Point labeling examples:
━━━━━━━━━━━━━━━━━━━━━━━━━━━━━━
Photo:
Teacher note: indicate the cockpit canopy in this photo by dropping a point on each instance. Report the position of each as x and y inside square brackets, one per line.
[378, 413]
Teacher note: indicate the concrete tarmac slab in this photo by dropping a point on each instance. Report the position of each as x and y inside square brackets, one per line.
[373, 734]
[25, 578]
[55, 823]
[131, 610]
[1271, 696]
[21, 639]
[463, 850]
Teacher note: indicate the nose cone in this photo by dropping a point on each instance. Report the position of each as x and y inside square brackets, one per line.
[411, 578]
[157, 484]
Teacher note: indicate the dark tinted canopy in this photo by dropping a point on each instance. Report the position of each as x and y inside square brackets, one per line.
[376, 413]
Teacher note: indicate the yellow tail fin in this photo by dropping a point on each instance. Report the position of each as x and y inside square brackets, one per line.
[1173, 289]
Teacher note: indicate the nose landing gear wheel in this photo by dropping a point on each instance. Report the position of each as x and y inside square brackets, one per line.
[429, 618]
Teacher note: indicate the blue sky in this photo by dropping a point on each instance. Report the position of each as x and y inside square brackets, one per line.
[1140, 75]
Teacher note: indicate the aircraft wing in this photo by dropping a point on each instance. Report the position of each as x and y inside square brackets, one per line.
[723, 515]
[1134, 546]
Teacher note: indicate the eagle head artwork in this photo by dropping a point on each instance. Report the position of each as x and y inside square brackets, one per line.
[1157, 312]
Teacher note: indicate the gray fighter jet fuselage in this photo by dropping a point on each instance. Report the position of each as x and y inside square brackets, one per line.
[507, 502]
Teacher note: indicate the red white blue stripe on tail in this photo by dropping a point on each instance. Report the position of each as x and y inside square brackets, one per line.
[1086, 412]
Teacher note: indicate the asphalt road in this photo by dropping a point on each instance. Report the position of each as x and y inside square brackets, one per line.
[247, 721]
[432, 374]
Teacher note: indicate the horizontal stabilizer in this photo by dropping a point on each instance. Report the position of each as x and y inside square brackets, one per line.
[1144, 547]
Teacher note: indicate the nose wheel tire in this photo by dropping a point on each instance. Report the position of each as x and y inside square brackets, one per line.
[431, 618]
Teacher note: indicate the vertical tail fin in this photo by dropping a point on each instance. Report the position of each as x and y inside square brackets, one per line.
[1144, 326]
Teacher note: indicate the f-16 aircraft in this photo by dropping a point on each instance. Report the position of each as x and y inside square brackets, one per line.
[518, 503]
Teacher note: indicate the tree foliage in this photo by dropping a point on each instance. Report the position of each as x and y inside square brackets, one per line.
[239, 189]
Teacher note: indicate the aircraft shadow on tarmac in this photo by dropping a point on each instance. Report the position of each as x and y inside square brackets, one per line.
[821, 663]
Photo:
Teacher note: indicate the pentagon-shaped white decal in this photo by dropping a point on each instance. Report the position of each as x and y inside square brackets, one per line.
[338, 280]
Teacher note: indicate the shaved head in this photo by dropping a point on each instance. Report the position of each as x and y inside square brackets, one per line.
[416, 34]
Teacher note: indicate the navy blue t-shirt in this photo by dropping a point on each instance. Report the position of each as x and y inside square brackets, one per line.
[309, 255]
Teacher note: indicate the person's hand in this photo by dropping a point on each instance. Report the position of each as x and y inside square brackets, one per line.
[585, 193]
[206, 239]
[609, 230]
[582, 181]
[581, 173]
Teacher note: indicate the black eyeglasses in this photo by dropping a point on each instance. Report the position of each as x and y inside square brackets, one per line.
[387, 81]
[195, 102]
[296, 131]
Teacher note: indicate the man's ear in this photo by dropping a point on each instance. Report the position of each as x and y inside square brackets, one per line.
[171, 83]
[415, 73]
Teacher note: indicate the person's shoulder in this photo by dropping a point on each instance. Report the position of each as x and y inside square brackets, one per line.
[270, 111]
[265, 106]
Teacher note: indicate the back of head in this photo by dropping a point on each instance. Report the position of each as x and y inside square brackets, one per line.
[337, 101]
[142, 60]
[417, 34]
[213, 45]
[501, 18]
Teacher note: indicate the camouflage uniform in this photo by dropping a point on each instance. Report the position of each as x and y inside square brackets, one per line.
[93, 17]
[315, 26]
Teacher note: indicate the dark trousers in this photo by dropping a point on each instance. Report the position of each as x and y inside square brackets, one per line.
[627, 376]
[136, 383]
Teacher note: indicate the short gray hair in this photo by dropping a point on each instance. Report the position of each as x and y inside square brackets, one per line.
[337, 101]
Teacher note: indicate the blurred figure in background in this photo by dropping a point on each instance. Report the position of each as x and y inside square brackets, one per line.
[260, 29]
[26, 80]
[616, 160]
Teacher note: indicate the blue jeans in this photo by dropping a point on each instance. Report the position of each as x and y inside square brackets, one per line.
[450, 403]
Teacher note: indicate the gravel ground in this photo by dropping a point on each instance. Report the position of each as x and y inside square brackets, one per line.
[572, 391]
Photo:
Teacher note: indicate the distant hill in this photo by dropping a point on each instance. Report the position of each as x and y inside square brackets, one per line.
━━━━━━━━━━━━━━━━━━━━━━━━━━━━━━
What the exercise asks:
Repeat all the entries exactly as given.

Exercise result:
Photo:
Teacher note: indicate the cockpit canopy in this photo by dropping a point on each instance. Report the position of each as x and y inside square brackets, one per line.
[378, 413]
Teacher note: indicate the concrete tarmac slab in this photo by dropping a point on each instance. Report the position of each as x and y inside square brackets, one per line.
[373, 734]
[25, 578]
[55, 823]
[131, 610]
[1271, 696]
[21, 639]
[463, 850]
Teacher note: indicate the nose cone in this photo by dropping a point on each instance. Report the position of each as x and y inside square brackets, one per line.
[411, 578]
[157, 484]
Teacher note: indicate the dark tinted canopy in this photo by dropping a point on each instance. Report the position of each as x and y inside square brackets, one per line.
[376, 413]
Teacher note: indicate the yellow tail fin in this photo by dropping a point on each instance. Report the position of each as x and y inside square brackets, one per line.
[1173, 289]
Teacher note: indicate the nose landing gear wheel in this photo by dropping a point on each instance. Report the position of each as x and y inside square brackets, one per line.
[429, 618]
Teacher note: indicate the blue sky in this photo by dropping a point on each instance. Report the position of each as x and y inside square brackets, one per line.
[1140, 75]
Teacher note: indicate the aircraft wing in this photo by dropping a point on each instance. Report the position of each as x and y inside square brackets, one per line.
[723, 515]
[1134, 546]
Teacher note: indicate the eagle head artwork in this photo by dropping a point on each instance. Report the position of each as x and y inside square brackets, one per line.
[1157, 312]
Teacher note: indicate the gray fighter jet fuselage in this photo by dropping a point on each instance. Report the position of each as x and y inside square brackets, one per line.
[507, 502]
Teacher note: indicate the red white blue stripe on tail in this photo by dropping a point on each instance. Report the position of each as x and y inside square brackets, one per line.
[1086, 412]
Teacher note: indicate the asphalt road in this photo by dropping a point on each instance. Report the position of each as x and y inside square brackets, one per line.
[247, 721]
[432, 374]
Teacher note: indicate the horizontal stabilizer in this photo by dropping a point on each instance. Report the position of each as x and y inside square brackets, one per line.
[1144, 547]
Teacher note: indicate the nose wheel tire in this photo by dropping a point on each instance. Report the position of each as x and y inside square brackets, one per line.
[431, 618]
Teacher note: indicate the vertical tail fin in this photo by dropping a point on each instance. Report the position of each as x and y inside square brackets, one per line.
[1144, 326]
Teacher note: indicate the f-16 aircraft in this photo by dropping a point on each instance. Report the position of each as x and y inside square brackets, one per line.
[518, 503]
Teacher note: indicate the tree foliage in this photo by dropping a point on each instance. Report the position of each as x and y inside square brackets, one per line.
[239, 189]
Teacher note: indicate the aircraft shadow on tarmac in this photo by dropping a point on each instance. Report the position of each as x and y inside square brackets, one per line.
[821, 663]
Photo:
Teacher note: indicate the pentagon-shaped white decal in this photo by dropping a point on each instance. Report the position of each as x and y inside square brackets, one per line.
[338, 280]
Teacher note: indicate the shaved head in this photo by dropping a point on each instance. Report the position of each as x and y inside square brackets, one per line.
[416, 34]
Teacher note: indicate the navy blue t-shirt in this photo by dropping a point on each instance. Report the position of each as x and y inside square brackets, one per line.
[309, 255]
Teacher note: indicate the person's hand in this photo by dropping a point on each instance. Report the position of each as x and y inside square brackets, one per line.
[585, 193]
[206, 239]
[609, 230]
[582, 181]
[581, 173]
Teacher note: indicate the black eyeglasses in this photo by dropping a point on each instance. Report the position of each as x and y inside square brackets, one per line.
[387, 81]
[195, 102]
[296, 131]
Teacher note: indicate the man's ear in this photo by dropping a point on each instance. Report the position of each as x and y inside square brackets, one per line.
[171, 83]
[415, 73]
Teacher note: indicate the person's shoulder in this photo by dropping a point on each instance. Report the position of each as x and y inside square brackets, one per line.
[270, 111]
[265, 106]
Teacher note: indicate the back of head in this photo by dropping a point on each instance. Report the position of each as x and y inside square brackets, one per line.
[337, 101]
[142, 60]
[417, 34]
[213, 45]
[501, 18]
Teacher note: indicate the camouflage uniform in this photo by dropping a point on each instance. Report the position of each as x and y inside square brackets, one per line.
[93, 17]
[315, 26]
Teacher note: indicate the dark trousers in this photo by dropping a point on each instance. Report the position of each as x and y inside square brackets, one per line.
[627, 376]
[136, 383]
Teacher note: indicate the short gray hair in this photo by dropping a point on each instance. Report the position of each as x and y inside square brackets, one per line.
[337, 101]
Teacher note: indicate the blurred figure in background in this photo by dropping a point on each instance. Report the position of each as x and y inside square brackets, one per line.
[260, 29]
[26, 80]
[616, 160]
Teacher note: indicate the blue jeans in this photo by dropping a point on each instance. Report the position of each as x and y inside square brackets, one per line.
[450, 403]
Teacher note: indicate the gravel ground in this photo by dropping a point on each instance. Report the position of each as x and y inside square brackets, one per line.
[572, 391]
Photo:
Teacher note: indicate the distant hill in this photo by dropping a point on each instance. Report the position of each as x and y inside square brackets, one per line.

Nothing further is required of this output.